When you reproduce the listing, keep every word as it is and drop the pictures.

++++

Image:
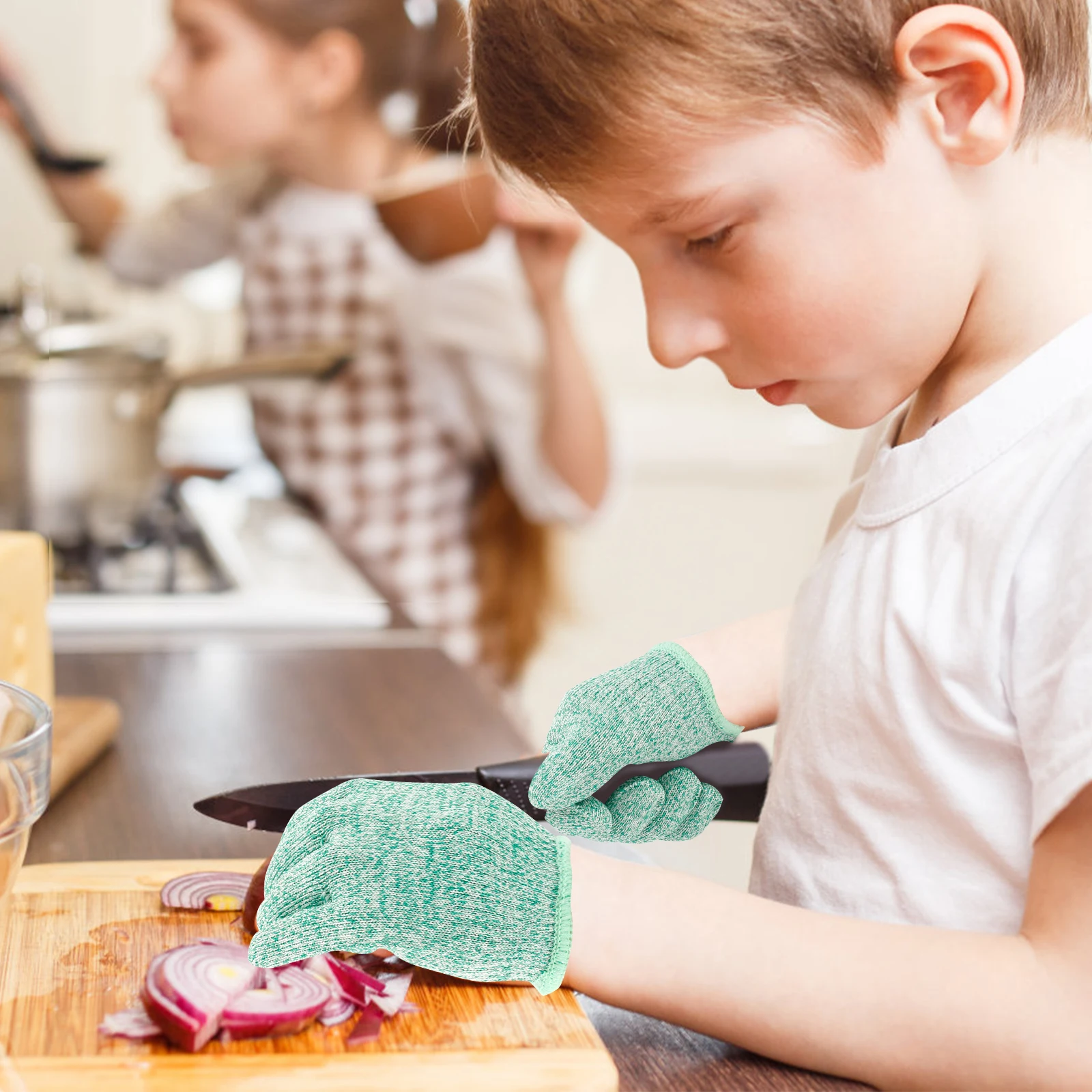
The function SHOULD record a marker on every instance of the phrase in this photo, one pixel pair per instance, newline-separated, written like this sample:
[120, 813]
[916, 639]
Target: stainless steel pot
[78, 433]
[79, 420]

++++

**Written answer:**
Image:
The function SHOULD record a marker on every instance of the phrase in this photo, one pixel pair per instance, newline-separated, written like this sample:
[120, 813]
[916, 639]
Target: stainless steel pot
[78, 433]
[79, 420]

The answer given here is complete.